- [Given exercise]: Reproduce every line of the material from the line containing "As a warehouse robot's perception module, locate barn wall" to the line containing "648, 245, 675, 267", both included. Keep the requests unchanged and increase each bounding box coordinate in the answers by 70.

begin Material for this exercise

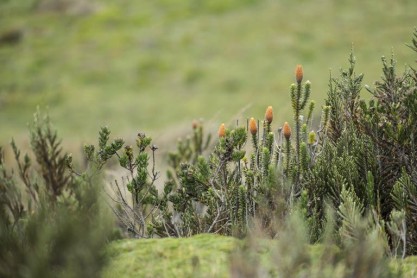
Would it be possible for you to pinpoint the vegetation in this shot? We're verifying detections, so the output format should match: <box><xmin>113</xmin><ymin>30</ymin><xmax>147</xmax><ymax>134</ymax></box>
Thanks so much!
<box><xmin>0</xmin><ymin>0</ymin><xmax>417</xmax><ymax>277</ymax></box>
<box><xmin>0</xmin><ymin>0</ymin><xmax>417</xmax><ymax>146</ymax></box>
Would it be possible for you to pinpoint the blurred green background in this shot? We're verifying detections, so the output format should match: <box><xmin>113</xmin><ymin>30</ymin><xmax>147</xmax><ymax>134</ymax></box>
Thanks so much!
<box><xmin>0</xmin><ymin>0</ymin><xmax>417</xmax><ymax>152</ymax></box>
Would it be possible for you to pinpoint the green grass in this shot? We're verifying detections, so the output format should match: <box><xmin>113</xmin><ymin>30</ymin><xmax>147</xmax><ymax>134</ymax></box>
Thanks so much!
<box><xmin>104</xmin><ymin>234</ymin><xmax>239</xmax><ymax>277</ymax></box>
<box><xmin>103</xmin><ymin>234</ymin><xmax>417</xmax><ymax>277</ymax></box>
<box><xmin>0</xmin><ymin>0</ymin><xmax>417</xmax><ymax>150</ymax></box>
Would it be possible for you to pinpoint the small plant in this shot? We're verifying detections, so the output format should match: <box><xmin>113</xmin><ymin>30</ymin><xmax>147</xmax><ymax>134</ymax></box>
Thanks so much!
<box><xmin>0</xmin><ymin>111</ymin><xmax>113</xmax><ymax>277</ymax></box>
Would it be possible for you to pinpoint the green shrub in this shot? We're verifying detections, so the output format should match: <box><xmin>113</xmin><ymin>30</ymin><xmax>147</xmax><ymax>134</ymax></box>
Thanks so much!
<box><xmin>0</xmin><ymin>112</ymin><xmax>113</xmax><ymax>277</ymax></box>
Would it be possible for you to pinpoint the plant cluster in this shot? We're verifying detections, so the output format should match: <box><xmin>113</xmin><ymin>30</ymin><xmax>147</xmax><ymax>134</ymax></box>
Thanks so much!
<box><xmin>0</xmin><ymin>109</ymin><xmax>113</xmax><ymax>277</ymax></box>
<box><xmin>78</xmin><ymin>29</ymin><xmax>417</xmax><ymax>256</ymax></box>
<box><xmin>0</xmin><ymin>25</ymin><xmax>417</xmax><ymax>277</ymax></box>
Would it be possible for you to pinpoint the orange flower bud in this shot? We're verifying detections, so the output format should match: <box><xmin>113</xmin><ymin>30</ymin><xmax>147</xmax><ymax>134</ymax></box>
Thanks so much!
<box><xmin>192</xmin><ymin>120</ymin><xmax>198</xmax><ymax>129</ymax></box>
<box><xmin>295</xmin><ymin>65</ymin><xmax>304</xmax><ymax>83</ymax></box>
<box><xmin>282</xmin><ymin>122</ymin><xmax>291</xmax><ymax>140</ymax></box>
<box><xmin>265</xmin><ymin>106</ymin><xmax>274</xmax><ymax>124</ymax></box>
<box><xmin>218</xmin><ymin>124</ymin><xmax>226</xmax><ymax>137</ymax></box>
<box><xmin>249</xmin><ymin>118</ymin><xmax>258</xmax><ymax>135</ymax></box>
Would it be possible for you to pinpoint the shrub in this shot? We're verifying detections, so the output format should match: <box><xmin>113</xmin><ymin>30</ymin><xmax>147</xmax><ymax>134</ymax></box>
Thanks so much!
<box><xmin>0</xmin><ymin>112</ymin><xmax>113</xmax><ymax>277</ymax></box>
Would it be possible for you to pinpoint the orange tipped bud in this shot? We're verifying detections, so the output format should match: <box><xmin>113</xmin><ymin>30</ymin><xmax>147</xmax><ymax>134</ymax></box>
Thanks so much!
<box><xmin>295</xmin><ymin>65</ymin><xmax>304</xmax><ymax>83</ymax></box>
<box><xmin>265</xmin><ymin>106</ymin><xmax>274</xmax><ymax>124</ymax></box>
<box><xmin>249</xmin><ymin>118</ymin><xmax>258</xmax><ymax>135</ymax></box>
<box><xmin>282</xmin><ymin>122</ymin><xmax>291</xmax><ymax>140</ymax></box>
<box><xmin>192</xmin><ymin>120</ymin><xmax>198</xmax><ymax>129</ymax></box>
<box><xmin>218</xmin><ymin>124</ymin><xmax>226</xmax><ymax>137</ymax></box>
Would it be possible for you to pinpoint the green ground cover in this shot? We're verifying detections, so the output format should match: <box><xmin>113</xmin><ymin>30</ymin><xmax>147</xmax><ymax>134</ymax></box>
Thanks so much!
<box><xmin>0</xmin><ymin>0</ymin><xmax>417</xmax><ymax>150</ymax></box>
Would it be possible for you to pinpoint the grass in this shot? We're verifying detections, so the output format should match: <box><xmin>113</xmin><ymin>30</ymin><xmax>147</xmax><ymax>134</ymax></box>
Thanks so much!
<box><xmin>104</xmin><ymin>234</ymin><xmax>238</xmax><ymax>277</ymax></box>
<box><xmin>0</xmin><ymin>0</ymin><xmax>417</xmax><ymax>152</ymax></box>
<box><xmin>103</xmin><ymin>234</ymin><xmax>417</xmax><ymax>277</ymax></box>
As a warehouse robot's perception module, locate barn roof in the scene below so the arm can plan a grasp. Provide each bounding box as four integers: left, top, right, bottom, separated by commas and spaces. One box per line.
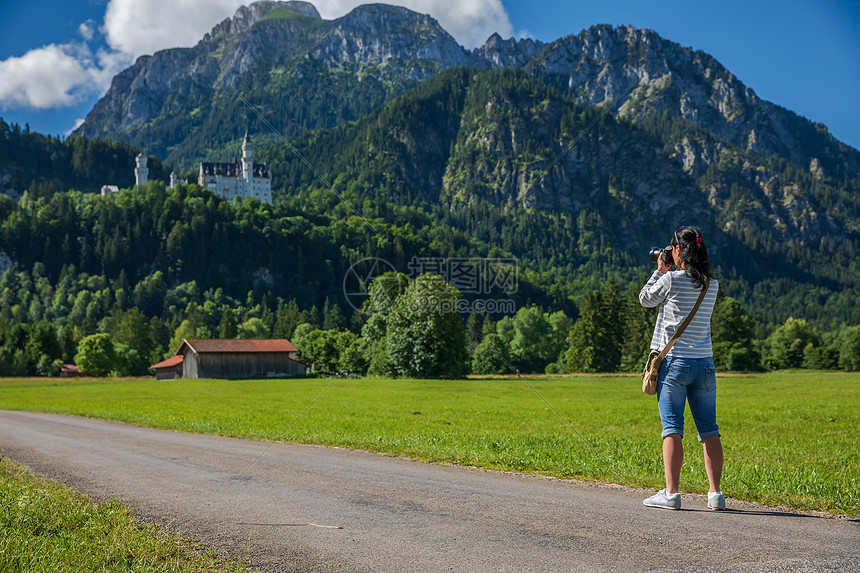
176, 338, 299, 354
150, 354, 185, 369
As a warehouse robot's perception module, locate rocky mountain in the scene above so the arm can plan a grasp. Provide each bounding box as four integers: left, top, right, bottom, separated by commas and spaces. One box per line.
67, 2, 860, 322
77, 1, 860, 178
76, 1, 473, 166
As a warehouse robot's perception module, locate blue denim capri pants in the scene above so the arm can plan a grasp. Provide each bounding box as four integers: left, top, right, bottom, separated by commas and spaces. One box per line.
657, 356, 720, 442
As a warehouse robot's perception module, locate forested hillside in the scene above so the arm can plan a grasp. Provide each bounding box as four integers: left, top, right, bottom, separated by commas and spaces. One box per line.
0, 2, 860, 376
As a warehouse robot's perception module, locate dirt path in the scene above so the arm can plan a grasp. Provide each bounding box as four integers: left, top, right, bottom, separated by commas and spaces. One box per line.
0, 411, 860, 573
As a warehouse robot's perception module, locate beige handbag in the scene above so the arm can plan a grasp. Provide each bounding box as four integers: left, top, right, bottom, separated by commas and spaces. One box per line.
642, 279, 711, 396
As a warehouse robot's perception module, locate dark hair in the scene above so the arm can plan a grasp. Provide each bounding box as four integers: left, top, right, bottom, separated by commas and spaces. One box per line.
672, 225, 716, 288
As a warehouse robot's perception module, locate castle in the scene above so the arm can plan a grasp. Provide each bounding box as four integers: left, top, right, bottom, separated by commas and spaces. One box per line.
197, 132, 272, 204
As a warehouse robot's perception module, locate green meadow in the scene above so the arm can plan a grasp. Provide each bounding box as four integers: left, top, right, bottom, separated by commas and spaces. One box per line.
0, 371, 860, 517
0, 459, 250, 573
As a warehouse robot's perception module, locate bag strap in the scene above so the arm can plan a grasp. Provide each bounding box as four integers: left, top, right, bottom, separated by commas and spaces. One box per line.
657, 278, 711, 362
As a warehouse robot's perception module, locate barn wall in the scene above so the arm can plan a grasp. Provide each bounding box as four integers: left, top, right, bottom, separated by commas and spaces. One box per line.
195, 352, 305, 378
182, 350, 199, 378
155, 364, 182, 380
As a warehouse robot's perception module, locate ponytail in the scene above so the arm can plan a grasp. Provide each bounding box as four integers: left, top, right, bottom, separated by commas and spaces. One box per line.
672, 226, 716, 288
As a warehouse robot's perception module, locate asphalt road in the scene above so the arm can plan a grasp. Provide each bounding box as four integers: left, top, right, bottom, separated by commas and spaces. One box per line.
0, 411, 860, 573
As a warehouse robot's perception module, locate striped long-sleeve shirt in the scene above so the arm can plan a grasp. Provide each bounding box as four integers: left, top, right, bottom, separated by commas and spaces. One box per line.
639, 271, 719, 358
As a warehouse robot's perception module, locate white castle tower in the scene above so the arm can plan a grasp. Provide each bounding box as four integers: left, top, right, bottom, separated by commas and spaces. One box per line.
242, 130, 254, 183
134, 151, 149, 185
197, 131, 272, 205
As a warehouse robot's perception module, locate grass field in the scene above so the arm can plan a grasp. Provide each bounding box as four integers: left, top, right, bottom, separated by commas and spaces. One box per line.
0, 371, 860, 517
0, 459, 249, 573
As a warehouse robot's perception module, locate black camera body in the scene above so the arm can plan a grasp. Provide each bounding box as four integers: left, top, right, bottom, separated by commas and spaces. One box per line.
648, 245, 675, 267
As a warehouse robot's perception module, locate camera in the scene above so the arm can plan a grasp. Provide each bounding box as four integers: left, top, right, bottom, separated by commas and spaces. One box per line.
648, 245, 675, 266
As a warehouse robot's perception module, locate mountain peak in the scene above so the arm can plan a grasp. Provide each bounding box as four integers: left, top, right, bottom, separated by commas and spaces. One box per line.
203, 0, 322, 42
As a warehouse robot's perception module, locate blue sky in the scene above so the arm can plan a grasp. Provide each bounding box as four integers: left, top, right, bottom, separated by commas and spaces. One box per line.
0, 0, 860, 148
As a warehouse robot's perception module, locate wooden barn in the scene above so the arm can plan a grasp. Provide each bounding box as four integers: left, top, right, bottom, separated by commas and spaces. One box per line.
150, 338, 308, 380
150, 354, 184, 380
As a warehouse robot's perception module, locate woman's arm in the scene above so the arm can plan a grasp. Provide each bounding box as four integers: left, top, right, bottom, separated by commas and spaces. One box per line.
639, 270, 672, 308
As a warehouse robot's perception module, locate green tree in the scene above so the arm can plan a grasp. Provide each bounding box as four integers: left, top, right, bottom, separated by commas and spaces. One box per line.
386, 274, 469, 378
75, 333, 117, 376
218, 308, 239, 340
711, 297, 761, 371
618, 279, 657, 372
510, 306, 558, 372
301, 328, 358, 374
110, 307, 156, 362
764, 318, 821, 370
562, 293, 602, 372
472, 333, 512, 374
837, 326, 860, 372
323, 297, 346, 330
338, 336, 371, 374
236, 316, 269, 339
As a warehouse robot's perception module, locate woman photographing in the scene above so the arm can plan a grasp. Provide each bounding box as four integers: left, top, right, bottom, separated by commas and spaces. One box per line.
639, 226, 726, 509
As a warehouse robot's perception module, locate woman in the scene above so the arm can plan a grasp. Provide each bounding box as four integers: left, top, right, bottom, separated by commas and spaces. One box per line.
639, 226, 726, 509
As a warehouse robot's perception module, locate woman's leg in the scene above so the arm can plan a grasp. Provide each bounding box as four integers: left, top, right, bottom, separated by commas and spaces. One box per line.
704, 436, 723, 491
663, 434, 680, 493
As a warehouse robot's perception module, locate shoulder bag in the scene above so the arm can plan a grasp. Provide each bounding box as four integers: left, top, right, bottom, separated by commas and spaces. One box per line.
642, 279, 711, 396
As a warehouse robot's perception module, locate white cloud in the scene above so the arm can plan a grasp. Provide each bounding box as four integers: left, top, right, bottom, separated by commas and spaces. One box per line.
78, 20, 94, 42
0, 44, 101, 108
0, 0, 513, 108
311, 0, 513, 48
63, 117, 84, 137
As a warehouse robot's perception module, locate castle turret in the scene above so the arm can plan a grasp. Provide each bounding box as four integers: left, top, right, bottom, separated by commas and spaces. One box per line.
134, 151, 149, 185
242, 131, 254, 186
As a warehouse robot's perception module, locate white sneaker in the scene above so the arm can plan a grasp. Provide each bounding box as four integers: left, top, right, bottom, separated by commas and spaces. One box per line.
642, 489, 681, 509
708, 491, 726, 509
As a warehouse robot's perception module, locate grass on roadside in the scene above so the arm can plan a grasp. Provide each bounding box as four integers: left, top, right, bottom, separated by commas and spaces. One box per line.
0, 371, 860, 516
0, 458, 254, 573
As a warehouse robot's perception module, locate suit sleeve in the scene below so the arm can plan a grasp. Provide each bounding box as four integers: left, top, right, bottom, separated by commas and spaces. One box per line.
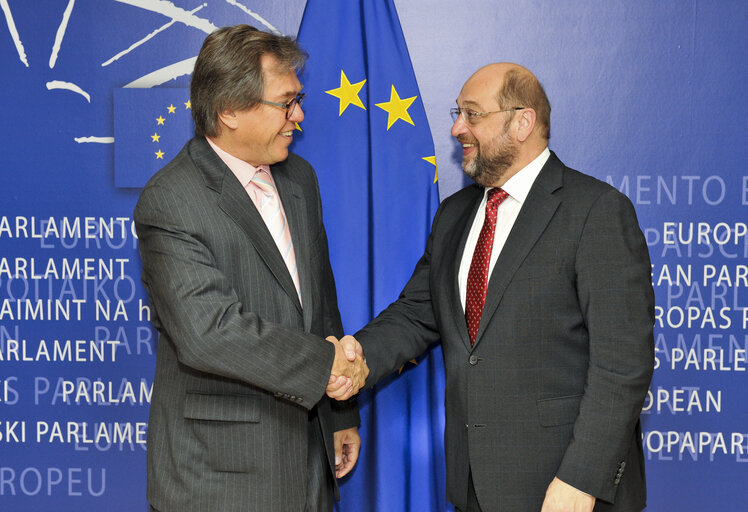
355, 207, 442, 386
135, 182, 334, 409
557, 189, 654, 502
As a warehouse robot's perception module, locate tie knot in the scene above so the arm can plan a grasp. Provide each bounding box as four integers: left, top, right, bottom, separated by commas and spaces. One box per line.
250, 167, 275, 194
487, 188, 509, 207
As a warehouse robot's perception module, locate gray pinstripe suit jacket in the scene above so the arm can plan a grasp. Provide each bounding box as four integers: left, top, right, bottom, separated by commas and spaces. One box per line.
356, 154, 654, 512
135, 137, 359, 512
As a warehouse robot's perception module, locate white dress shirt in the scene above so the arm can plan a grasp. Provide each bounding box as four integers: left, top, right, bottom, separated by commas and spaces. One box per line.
457, 147, 551, 311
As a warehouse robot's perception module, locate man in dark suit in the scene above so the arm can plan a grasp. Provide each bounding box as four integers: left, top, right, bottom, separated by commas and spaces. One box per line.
135, 25, 366, 512
334, 63, 654, 512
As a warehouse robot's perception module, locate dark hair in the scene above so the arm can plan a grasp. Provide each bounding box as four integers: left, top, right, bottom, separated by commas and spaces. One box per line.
498, 69, 551, 140
190, 25, 307, 137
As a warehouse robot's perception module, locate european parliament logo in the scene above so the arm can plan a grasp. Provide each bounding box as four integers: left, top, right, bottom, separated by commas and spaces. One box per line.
114, 88, 194, 188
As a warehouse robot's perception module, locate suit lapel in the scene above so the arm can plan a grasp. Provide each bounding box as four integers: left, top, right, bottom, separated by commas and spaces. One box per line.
444, 185, 483, 350
270, 161, 314, 331
190, 137, 303, 311
475, 153, 563, 346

end Material for this exercise

- [Final result]:
As a warehouse robot's perception module, locate barn wall in the scene above so the arm can plan a grasp. Provide each bounding box as four integers: left, top, right, bottom, separated by commas and spaces. One box per line.
265, 422, 375, 448
252, 420, 269, 448
225, 434, 252, 450
As a warehouse robot's perception module, locate ponytail in the scene above so the arm can plan a grasp. Provide each bounding box as four integers: left, top, right, bottom, separated by commas and spaces. One box per line.
742, 296, 786, 358
As a warehouse robot's perception module, locate asphalt road in the scene above so the arm can plan a grasp. Provide each bounding box as four integers: left, top, right, bottom, separated by commas and spaces. One box per line.
70, 481, 930, 643
As a warehouse robot's perception module, locate striped long-sleeve shirt in the scene above so the arm can plan a grasp. Provide each bounding box as four integers: left, top, right, bottom, separated by commas and spaces. One box per line.
709, 341, 789, 428
As a warehouse robot's perception module, locate white castle tower in the scene above so the arm can plan a grasp. Provide each bounding box as four integers: left, top, right, bottom, separated by commas and spaces. One box per line.
312, 200, 324, 253
204, 221, 219, 255
267, 201, 342, 275
As a warehouse robot's perception module, locate grass field in the scene above so the arm can plan a grasp. Provide each bounding box as four integers: left, top, right, bottom, separated by commas and spaces. One box per line.
70, 441, 930, 587
70, 529, 319, 643
As a warehouse robot's perception module, locate black camera body in the scene above so the arm can plan a grasp. Provide each bounding box as four integers: left, top, right, bottom, separated by commas and spaces. One box per line.
718, 315, 745, 337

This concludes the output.